--- BEGIN INPUT MATERIAL ---
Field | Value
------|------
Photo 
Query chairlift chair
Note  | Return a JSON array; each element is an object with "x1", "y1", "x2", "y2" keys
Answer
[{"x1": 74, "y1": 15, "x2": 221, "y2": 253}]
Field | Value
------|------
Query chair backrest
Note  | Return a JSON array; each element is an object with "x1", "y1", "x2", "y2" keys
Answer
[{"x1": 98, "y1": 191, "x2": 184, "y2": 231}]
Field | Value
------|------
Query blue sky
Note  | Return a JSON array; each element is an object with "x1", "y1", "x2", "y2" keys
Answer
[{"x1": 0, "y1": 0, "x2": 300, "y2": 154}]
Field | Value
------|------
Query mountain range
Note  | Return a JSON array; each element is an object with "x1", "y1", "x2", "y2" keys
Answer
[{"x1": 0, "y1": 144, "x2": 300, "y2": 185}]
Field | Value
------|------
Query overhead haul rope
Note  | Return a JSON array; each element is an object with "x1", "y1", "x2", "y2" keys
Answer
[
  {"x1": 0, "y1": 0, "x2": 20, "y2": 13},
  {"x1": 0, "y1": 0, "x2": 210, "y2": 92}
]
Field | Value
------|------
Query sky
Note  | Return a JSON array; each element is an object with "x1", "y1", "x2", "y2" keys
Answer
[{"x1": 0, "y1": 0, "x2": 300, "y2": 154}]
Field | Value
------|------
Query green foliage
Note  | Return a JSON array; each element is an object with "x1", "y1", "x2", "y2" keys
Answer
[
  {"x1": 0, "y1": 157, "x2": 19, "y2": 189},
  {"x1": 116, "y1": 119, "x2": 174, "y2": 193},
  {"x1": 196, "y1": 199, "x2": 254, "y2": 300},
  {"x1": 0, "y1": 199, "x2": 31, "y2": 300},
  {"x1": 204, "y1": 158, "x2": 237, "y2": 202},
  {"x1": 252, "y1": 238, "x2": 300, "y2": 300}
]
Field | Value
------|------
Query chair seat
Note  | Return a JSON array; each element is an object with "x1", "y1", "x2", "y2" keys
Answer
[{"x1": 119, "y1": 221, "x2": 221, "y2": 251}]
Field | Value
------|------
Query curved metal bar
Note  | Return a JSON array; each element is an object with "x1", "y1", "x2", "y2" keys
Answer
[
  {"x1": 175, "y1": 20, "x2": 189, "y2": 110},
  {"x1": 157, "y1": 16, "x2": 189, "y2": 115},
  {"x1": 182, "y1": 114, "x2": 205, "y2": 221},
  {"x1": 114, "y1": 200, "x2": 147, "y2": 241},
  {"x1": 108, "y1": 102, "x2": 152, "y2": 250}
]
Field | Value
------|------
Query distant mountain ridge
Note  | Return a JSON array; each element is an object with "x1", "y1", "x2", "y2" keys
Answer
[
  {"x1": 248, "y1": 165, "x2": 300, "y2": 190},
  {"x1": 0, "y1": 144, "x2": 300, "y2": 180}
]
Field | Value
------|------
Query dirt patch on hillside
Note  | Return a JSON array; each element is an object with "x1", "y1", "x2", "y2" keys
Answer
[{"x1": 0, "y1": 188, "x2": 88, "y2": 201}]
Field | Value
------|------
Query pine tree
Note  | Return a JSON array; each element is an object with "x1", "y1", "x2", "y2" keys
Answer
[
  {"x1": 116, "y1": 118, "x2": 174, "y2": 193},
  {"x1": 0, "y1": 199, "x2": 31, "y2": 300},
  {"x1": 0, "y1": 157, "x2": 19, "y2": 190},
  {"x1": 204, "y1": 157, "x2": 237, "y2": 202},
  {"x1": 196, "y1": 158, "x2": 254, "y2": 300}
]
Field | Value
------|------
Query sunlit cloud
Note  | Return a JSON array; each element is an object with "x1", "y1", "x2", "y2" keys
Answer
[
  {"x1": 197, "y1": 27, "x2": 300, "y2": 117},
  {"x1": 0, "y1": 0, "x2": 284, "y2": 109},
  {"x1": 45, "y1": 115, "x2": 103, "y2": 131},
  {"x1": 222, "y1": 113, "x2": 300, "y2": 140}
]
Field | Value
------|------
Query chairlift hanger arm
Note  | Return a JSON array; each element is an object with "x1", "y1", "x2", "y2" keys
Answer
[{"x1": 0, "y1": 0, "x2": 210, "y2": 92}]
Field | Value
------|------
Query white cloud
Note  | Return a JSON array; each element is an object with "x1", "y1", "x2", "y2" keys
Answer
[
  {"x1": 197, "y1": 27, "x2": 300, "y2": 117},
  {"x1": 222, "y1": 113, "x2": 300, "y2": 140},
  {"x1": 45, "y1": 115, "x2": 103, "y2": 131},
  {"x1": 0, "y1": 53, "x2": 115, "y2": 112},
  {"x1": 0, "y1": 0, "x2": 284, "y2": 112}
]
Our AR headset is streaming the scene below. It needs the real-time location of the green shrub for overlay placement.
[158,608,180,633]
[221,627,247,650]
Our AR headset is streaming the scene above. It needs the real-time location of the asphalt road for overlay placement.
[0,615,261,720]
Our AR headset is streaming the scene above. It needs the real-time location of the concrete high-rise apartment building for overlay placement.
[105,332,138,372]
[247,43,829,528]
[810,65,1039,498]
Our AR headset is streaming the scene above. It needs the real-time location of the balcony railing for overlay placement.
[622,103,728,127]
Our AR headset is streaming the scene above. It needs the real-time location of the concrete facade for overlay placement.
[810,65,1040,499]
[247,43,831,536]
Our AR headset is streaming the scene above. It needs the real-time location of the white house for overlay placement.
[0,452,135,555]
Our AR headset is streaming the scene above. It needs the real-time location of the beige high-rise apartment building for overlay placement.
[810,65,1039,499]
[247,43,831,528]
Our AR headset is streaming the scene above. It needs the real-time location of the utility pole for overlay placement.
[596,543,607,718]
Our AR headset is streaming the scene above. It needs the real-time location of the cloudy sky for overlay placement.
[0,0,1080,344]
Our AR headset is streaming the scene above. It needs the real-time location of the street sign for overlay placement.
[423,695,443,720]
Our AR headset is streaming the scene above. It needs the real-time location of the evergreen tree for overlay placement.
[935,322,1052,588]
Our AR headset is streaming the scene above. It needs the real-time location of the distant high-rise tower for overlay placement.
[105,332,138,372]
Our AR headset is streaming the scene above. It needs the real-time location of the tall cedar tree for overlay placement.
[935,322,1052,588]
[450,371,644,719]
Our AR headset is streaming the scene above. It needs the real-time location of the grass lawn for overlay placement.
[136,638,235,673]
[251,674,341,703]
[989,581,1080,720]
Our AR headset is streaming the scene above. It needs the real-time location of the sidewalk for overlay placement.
--- END INPUT MATERIAL ---
▸ **GIVEN EXERCISE**:
Lay out everything from the line containing "road for overlay placement." down to the line containing "[810,65,1039,498]", both included, as a Markdown table with the columns Row and Line, numbering each row and leaving out blank lines.

▸ **CORRECT OUTPUT**:
| Row | Line |
|---|---|
| 1 | Our AR headset is streaming the scene above. It needs the real-time location of the asphalt road for overlay placement. |
| 2 | [0,615,261,720] |
| 3 | Our AR headset is streaming the scene above. It needs the real-time location of the concrete high-rise apartment building for overlay placement. |
| 4 | [105,332,138,372] |
| 5 | [247,43,829,528] |
| 6 | [810,65,1039,498] |